▶ **Exercise description**: Pick up the article on Lipschitz continuity after the chain of inclusions that closes it, and carry the text forward from there.

▶ **Given passage**:
----------------------------------------
= Lipschitz continuity =

Strong form of uniform continuity

For a Lipschitz continuous function, there exists a double cone (white) whose origin can be moved along the graph so that the whole graph always stays outside the double cone.

In mathematical analysis, Lipschitz continuity is a regularity property of functions between metric spaces that is stronger than uniform continuity, and hence also stronger than continuity. Intuitively, a Lipschitz continuous function is limited in how fast it can change: there exists a real number such that, for every pair of points on the graph of this function, the absolute value of the slope of the line connecting them is not greater than this real number; the smallest such bound is called the Lipschitz constant of the function (and is related to the modulus of uniform continuity). For instance, every function that is defined on an interval and has a bounded first derivative is Lipschitz continuous.

In the theory of differential equations, Lipschitz continuity is the central condition of the Picard–Lindelöf theorem which guarantees the existence and uniqueness of the solution to an initial value problem. A special type of Lipschitz continuity, called contraction, is used in the Banach fixed-point theorem.

We have the following chain of strict inclusions for functions over a closed and bounded interval of the real line with non-empty interior:

 Continuously differentiable ⊂ Lipschitz continuous ⊂ $\alpha$-Hölder continuous,

where $0 < \alpha \leq 1$. We also have

 Lipschitz continuous ⊂ absolutely continuous ⊂ uniformly continuous ⊂ continuous.
----------------------------------------
▶ **Dataset**:

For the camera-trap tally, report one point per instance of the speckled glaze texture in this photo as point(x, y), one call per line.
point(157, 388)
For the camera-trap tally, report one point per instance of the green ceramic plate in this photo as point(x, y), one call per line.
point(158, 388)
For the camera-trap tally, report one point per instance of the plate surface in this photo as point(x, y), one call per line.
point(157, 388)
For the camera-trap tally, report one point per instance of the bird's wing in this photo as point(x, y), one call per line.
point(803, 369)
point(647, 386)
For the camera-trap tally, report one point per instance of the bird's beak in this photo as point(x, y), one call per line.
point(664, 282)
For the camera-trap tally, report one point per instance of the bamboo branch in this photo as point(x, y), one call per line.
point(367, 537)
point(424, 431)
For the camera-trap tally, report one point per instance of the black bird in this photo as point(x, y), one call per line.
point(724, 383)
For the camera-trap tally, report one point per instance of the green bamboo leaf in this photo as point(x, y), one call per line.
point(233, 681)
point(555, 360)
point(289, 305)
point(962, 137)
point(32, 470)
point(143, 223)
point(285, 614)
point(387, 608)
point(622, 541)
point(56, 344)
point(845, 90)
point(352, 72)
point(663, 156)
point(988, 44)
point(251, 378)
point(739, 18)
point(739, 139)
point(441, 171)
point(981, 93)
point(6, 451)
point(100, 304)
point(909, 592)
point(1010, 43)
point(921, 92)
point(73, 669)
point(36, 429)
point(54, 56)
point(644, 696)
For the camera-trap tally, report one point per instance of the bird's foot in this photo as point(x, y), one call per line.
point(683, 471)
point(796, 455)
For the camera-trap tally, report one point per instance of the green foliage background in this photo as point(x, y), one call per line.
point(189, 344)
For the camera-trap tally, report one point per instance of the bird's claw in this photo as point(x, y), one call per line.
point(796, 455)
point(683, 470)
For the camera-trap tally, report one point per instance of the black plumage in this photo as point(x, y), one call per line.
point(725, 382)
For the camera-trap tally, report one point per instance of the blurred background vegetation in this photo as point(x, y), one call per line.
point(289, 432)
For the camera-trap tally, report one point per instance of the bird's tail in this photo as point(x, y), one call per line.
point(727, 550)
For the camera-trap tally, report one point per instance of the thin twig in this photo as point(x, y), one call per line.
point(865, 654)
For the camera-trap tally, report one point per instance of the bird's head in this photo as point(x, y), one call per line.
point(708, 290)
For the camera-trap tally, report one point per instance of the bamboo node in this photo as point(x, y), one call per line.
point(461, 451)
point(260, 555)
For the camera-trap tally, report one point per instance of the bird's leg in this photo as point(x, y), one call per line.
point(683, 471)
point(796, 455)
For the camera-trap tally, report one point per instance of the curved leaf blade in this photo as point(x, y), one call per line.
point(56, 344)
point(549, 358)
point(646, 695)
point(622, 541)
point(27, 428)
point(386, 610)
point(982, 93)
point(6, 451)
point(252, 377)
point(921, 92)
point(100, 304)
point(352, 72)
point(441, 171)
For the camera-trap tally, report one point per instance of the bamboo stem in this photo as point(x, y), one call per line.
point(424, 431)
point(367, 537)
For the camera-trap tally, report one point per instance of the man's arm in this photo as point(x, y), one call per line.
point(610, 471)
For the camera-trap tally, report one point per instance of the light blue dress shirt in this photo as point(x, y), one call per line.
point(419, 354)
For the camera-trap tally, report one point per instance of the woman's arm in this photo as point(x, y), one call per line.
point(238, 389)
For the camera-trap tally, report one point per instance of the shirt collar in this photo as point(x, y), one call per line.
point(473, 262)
----------------------------------------
▶ **Result for this exercise**:
Lipschitz continuity is named after German mathematician Rudolf Lipschitz.

== Definitions ==
Given two metric spaces (X, d_{X}) and (Y, d_{Y}), where d_{X} denotes the metric on the set X and d_{Y} is the metric on set Y, a function f : X → Y is called Lipschitz continuous if there exists a real constant K ≥ 0 such that, for all x_{1} and x_{2} in X,
$d_Y(f(x_1), f(x_2)) \le K d_X(x_1, x_2).$
Any such K is referred to as a Lipschitz constant for the function f, and f may also be referred to as K-Lipschitz. The smallest constant is sometimes called the (best) Lipschitz constant of f or the dilation of f.
The function f itself is sometimes referred to as a "Lipschitz map".
If K = 1 the function is called a short map, and if 0 ≤ K < 1 and f maps a metric space to itself, the function is called a contraction.

In particular, a real-valued function f : R → R is called Lipschitz continuous if there exists a positive real constant K such that, for all real x_{1} and x_{2},
$|f(x_1) - f(x_2)| \le K |x_1 - x_2|.$
In this case, Y is the set of real numbers R with the standard metric d_{Y}(y_{1}, y_{2}) = |y_{1} − y_{2}|, and X is a subset of R.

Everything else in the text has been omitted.